### 原文抜粋
+ + + + + + +

『ヒミツ』10巻 01 時2
01 時2
グローバルおじさんたちは、偶然、
そのタイミングで動くわけじゃない。
綿密に計算され、世界中の情報や政策がコントロールされ、
なにより、一部の「読み人」たちがエネルギーの動きを読んで、
このタイミングで動くことがベストだから、動いている。
驚異的な世界線の選択がなされているのよ、ほんとうは。
見えない人には、まったく見えないのだけれど。
実は、筆者にもあんまりよくは見えていない。
彼は放棄したから。
自らの意思で封印したから。
いまの彼はどこにでもいる、ふつうのおっちゃん。
・・・ただし、ひきつづき直観は鋭い。
経営者に必要とされる、
時代をかぎ分けられる程度の嗅覚があれば十分なので、
彼はあえて限定されたその能力の範囲で生きてる。

+ + + + + + +

### 作業一覧
- A) 原文抜粋の要旨を2文で述べてください。
- B) 処理用データの行について、先頭の行から「[641,0,735,121]」を含む行までの範囲を、両端の行も含めてそのまま繰り返してください。
原文抜粋と後に続く行とは、互いに関係がありません。

+ + + + + + +

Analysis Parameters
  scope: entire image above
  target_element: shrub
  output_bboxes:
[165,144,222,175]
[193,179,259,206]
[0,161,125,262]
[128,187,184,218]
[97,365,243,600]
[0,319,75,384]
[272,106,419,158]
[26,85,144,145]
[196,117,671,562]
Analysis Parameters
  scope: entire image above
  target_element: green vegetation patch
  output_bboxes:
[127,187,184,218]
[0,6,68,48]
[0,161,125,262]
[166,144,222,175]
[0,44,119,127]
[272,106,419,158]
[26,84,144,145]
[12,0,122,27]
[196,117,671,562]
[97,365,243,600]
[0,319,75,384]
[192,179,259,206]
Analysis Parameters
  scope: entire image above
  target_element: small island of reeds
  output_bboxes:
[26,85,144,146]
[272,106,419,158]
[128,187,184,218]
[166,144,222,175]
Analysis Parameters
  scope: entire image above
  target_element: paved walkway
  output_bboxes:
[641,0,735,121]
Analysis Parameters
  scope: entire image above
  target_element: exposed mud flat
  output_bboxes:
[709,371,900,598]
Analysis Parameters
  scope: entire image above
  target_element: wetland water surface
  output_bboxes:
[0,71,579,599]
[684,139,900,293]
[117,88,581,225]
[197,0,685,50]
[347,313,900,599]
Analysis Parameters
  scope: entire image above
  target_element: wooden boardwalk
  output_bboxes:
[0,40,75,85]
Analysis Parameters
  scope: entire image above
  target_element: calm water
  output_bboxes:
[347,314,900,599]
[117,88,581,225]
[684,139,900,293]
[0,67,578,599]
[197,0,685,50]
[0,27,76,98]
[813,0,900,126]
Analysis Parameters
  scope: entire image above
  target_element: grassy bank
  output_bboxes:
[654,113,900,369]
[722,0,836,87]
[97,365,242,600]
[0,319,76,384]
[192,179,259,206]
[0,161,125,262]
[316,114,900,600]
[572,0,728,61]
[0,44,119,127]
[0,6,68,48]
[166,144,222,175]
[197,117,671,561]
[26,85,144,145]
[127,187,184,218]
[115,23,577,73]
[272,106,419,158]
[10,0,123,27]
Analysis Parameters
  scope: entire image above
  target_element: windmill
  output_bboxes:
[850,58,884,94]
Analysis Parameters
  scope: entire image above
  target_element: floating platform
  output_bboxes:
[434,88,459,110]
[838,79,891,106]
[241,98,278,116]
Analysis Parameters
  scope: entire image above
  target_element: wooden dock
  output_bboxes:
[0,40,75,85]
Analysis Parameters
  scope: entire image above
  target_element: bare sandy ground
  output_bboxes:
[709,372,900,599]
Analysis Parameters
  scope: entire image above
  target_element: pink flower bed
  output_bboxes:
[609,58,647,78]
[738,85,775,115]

+ + + + + + +

### 期待される結果
- A) グローバルおじさんたちは偶然に動くのではなく、綿密な計算と世界中の情報や政策のコントロール、そして一部の「読み人」がエネルギーの動きを読むことによって、最善のタイミングを選んで動いている。筆者は自らの意思でその能力を封印したためあまりよく見えていないが、直観は今も鋭く、経営者に必要な程度の嗅覚という限られた範囲で生きている。

- B)
Analysis Parameters
  scope: entire image above
  target_element: shrub
  output_bboxes:
[165,144,222,175]
[193,179,259,206]
[0,161,125,262]
[128,187,184,218]
[97,365,243,600]
[0,319,75,384]
[272,106,419,158]
[26,85,144,145]
[196,117,671,562]
Analysis Parameters
  scope: entire image above
  target_element: green vegetation patch
  output_bboxes:
[127,187,184,218]
[0,6,68,48]
[0,161,125,262]
[166,144,222,175]
[0,44,119,127]
[272,106,419,158]
[26,84,144,145]
[12,0,122,27]
[196,117,671,562]
[97,365,243,600]
[0,319,75,384]
[192,179,259,206]
Analysis Parameters
  scope: entire image above
  target_element: small island of reeds
  output_bboxes:
[26,85,144,146]
[272,106,419,158]
[128,187,184,218]
[166,144,222,175]
Analysis Parameters
  scope: entire image above
  target_element: paved walkway
  output_bboxes:
[641,0,735,121]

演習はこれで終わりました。